Start of Page
Ferguson, Adam

views updated May 14 2018

Ferguson, Adam

WORKS BY FERGUSON

SUPPLEMENTARY BIBLIOGRAPHY

“I hear he [Ferguson] is about to publish ... a natural history of man: exhibiting a view of him in the savage state, and in the several successive states of pasturage, agriculture and commerce” (Reid [1764-1788] 1895, p. 42). Thus wrote Thomas Reid on December 20, 1765, to his friend Dr. David Skeene. Reid had just succeeded Adam Smith in the chair of moral philosophy at Glasgow. Nearly a century later, Karl Marx singled out Ferguson, although not with complete accuracy, as the first in modern times to develop the theory of the division of labor in economy and society. Still later, Gumplowicz, distinguished exponent of the conflict theory of society, saw in Ferguson’s History of Civil Society“the first natural history of society” and in Ferguson himself “the first sociologist” (Gumplowicz 1892, p. 67). William Dunning found in him one who combined “the critical spirit of Hume and the historical spirit of Montesquieu” most attractively and “studied society and its institutions … to determine by the light of history whither society was moving, not by superhuman wisdom to fix its course” (Dunning [1920] 1936, p. 63).

These brief characterizations may serve to epitomize the thought, and the place in the history of social thought, of one of the outstanding “moral philosophers” of Scotland of the later eighteenth century.
End of Page
Start of Source material
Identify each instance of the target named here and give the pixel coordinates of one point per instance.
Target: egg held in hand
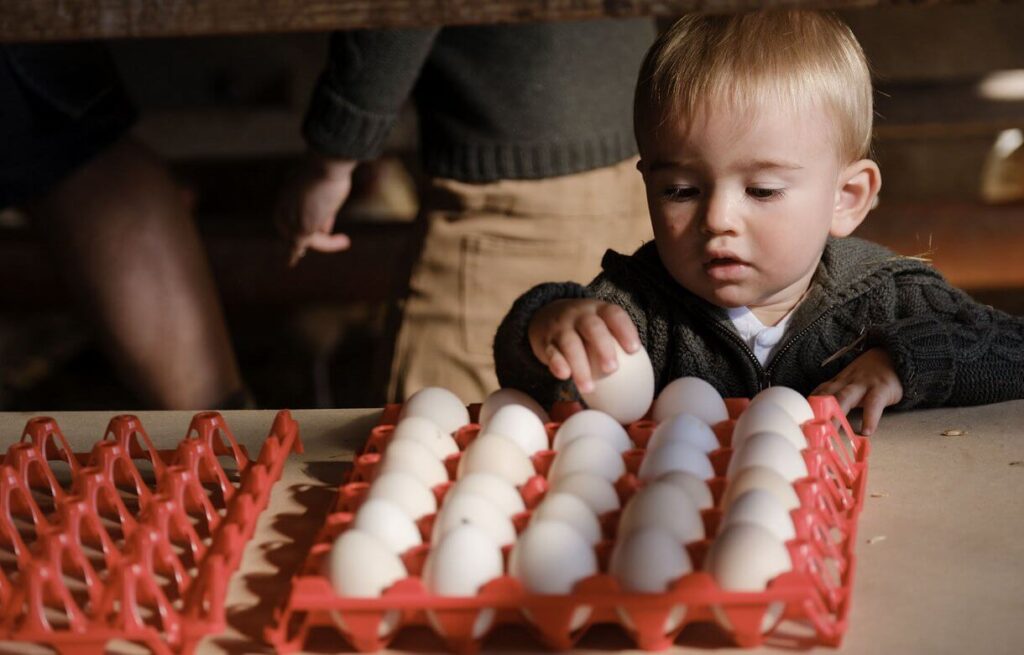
End of Source material
In one to three sentences, explain why the Adam Ferguson article above quotes Reid, Marx, Gumplowicz, and Dunning, using the purpose the article itself gives.

The article says these brief characterizations may serve to epitomize Ferguson's thought and his place in the history of social thought. It presents him as one of the outstanding "moral philosophers" of Scotland in the later eighteenth century.